Task objective
All lines holding the word "door" are to be copied from the records beneath.

______________________________

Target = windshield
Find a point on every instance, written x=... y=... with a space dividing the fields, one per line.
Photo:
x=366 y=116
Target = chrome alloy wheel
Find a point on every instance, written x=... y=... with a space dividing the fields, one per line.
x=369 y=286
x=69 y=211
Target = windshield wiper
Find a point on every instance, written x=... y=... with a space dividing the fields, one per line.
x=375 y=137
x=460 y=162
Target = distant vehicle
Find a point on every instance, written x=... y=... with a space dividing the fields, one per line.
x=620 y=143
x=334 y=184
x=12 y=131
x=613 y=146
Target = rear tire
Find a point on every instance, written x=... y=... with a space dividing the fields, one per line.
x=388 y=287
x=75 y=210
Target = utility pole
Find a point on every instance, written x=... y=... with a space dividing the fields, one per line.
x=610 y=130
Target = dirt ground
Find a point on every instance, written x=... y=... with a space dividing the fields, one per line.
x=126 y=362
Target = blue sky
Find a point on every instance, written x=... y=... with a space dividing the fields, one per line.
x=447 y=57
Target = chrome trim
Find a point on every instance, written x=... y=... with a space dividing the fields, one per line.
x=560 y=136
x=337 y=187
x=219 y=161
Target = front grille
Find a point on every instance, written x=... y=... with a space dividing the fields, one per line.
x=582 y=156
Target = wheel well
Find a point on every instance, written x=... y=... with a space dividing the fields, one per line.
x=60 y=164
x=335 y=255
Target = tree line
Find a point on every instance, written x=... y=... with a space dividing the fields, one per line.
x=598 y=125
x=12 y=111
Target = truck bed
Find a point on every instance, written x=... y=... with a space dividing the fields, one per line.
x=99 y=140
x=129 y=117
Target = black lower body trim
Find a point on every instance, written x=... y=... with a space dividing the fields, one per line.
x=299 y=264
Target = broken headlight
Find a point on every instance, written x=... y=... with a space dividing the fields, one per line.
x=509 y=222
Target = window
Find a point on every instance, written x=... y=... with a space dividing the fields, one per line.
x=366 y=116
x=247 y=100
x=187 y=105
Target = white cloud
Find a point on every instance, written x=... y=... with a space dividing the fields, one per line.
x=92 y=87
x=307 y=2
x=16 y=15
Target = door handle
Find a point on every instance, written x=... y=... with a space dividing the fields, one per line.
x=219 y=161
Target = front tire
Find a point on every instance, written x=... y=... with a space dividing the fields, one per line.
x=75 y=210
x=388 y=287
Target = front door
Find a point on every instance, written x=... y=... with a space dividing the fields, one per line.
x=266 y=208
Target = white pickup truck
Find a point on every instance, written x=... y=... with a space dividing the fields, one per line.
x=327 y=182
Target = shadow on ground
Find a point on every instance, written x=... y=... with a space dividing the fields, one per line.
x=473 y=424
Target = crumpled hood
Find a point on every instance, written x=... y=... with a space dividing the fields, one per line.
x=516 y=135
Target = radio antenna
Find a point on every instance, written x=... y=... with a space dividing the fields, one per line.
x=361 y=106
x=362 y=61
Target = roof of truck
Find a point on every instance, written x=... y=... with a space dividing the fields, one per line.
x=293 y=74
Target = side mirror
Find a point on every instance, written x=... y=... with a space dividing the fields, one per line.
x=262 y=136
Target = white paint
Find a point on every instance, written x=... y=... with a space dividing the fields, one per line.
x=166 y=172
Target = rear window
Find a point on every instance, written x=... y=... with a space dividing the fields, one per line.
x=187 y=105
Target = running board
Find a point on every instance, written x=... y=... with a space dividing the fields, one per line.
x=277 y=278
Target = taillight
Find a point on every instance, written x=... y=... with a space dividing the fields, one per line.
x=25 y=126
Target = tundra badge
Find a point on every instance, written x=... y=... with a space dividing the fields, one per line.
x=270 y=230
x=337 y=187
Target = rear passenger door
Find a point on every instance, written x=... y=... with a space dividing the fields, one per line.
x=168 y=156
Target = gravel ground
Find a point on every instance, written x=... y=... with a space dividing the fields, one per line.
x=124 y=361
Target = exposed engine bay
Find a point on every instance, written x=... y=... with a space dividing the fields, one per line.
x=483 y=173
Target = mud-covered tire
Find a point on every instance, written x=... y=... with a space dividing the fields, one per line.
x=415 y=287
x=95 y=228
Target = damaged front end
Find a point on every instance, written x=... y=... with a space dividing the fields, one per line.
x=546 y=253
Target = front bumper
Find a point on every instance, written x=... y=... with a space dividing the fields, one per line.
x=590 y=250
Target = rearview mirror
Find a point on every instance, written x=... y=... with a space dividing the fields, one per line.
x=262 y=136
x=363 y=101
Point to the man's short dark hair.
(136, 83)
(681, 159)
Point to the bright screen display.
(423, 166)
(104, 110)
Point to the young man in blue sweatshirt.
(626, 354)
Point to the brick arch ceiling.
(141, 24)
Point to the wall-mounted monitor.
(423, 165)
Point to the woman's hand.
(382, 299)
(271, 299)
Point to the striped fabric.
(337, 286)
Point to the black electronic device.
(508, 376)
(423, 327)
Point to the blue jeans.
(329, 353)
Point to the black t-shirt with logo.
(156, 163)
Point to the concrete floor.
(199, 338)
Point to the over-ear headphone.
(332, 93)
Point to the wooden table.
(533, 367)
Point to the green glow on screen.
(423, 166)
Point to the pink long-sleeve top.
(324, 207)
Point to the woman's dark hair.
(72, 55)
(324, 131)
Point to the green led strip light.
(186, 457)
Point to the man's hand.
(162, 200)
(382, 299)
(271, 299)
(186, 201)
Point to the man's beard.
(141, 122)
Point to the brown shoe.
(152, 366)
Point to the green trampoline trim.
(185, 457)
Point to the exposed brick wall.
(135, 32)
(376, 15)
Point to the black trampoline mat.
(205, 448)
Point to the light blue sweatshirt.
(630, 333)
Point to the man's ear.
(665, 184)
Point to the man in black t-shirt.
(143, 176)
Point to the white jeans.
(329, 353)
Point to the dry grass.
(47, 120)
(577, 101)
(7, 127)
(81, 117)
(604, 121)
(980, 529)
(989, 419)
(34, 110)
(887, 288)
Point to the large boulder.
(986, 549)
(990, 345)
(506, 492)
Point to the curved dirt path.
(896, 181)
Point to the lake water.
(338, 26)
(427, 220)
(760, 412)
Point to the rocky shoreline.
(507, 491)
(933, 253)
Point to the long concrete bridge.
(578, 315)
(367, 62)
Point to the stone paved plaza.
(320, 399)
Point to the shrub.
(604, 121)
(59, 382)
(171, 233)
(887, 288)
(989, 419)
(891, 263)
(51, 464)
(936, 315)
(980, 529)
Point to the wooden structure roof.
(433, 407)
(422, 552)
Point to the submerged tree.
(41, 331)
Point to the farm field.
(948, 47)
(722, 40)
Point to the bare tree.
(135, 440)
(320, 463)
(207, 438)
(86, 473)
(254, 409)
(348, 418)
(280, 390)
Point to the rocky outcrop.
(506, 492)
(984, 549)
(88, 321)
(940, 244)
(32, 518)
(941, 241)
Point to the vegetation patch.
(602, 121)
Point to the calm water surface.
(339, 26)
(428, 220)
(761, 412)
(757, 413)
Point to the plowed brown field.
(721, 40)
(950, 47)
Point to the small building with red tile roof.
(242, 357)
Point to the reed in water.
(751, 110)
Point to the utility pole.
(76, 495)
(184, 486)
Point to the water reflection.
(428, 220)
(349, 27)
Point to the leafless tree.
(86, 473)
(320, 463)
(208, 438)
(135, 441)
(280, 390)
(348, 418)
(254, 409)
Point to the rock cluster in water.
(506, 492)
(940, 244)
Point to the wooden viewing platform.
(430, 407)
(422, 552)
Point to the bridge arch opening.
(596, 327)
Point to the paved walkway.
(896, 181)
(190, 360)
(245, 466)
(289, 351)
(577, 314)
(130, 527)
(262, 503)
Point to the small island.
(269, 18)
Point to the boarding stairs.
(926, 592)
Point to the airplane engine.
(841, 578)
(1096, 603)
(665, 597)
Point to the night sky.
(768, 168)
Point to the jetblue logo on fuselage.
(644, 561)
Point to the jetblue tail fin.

______________________________

Result of the task
Target = door handle
Target = front door
Target = rear passenger door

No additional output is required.